_EXTRACT_
[Start of section]
In the end, our view remains that the Pot Zero proposal has a number of merits, not least its support by industry trade associations, and through its attempt to consider mechanisms in the short term can meet what are assumed to be the long-term policy aims of the government – allowing efficient use of capital to meet net zero in an affordable way. However, taking this route would – for at least the period of the CfDs – move more of the market into the regulated rather than the market model. From a government perspective it hard to know whether that is good or bad, until we know government’s own long-term view of how these two approaches should be developed cohesively across different parts of the value chain. What we urgently need as a precursor for assessing coherence of this, and REMA, is a strong strategic policy statement form the government on energy. A statement that begins to build the bridge from emergency policy to enduring policy.
[End of section]
_DATA SHOWN_
[Start of section]
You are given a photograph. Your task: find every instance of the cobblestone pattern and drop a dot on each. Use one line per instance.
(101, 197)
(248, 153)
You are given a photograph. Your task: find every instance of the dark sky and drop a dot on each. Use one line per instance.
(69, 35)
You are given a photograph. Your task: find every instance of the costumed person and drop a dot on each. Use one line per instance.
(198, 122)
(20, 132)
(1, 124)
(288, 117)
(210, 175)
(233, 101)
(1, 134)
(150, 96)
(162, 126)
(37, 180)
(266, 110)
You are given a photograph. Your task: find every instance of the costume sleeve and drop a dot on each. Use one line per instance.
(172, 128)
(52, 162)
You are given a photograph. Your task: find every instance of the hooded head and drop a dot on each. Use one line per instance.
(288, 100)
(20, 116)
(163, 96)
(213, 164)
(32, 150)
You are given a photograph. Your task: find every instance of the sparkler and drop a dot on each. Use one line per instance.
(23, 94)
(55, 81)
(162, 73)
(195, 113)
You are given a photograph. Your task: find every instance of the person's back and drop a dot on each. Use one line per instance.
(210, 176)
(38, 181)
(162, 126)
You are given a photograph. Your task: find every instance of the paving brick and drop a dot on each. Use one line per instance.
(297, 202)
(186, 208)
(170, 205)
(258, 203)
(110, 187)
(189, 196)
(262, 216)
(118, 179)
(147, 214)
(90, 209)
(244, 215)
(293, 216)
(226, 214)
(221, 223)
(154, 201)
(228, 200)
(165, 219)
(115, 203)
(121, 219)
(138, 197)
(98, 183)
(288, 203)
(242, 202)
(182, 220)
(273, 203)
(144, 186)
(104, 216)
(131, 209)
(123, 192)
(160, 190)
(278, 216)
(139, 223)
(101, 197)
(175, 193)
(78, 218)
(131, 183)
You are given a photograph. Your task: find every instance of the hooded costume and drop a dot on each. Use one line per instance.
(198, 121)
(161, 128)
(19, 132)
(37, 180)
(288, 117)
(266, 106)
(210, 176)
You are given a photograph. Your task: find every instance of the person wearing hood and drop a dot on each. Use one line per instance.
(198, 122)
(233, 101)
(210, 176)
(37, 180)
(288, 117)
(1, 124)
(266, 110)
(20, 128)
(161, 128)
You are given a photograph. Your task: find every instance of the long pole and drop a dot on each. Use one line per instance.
[End of section]
_HOW TO COMPLETE THIS TASK_
Can you answer these questions about the Pot Zero passage?
1. Whose support is named as one of the proposal's merits?
2. For at least what period would taking this route move more of the market into the regulated model?
3. What should the needed policy statement begin to build?
The listing comes from a separate source and has no connection to the text.

_RESPONSE AREA_
1. Industry trade associations.
2. The period of the CfDs.
3. The bridge from emergency policy to enduring policy.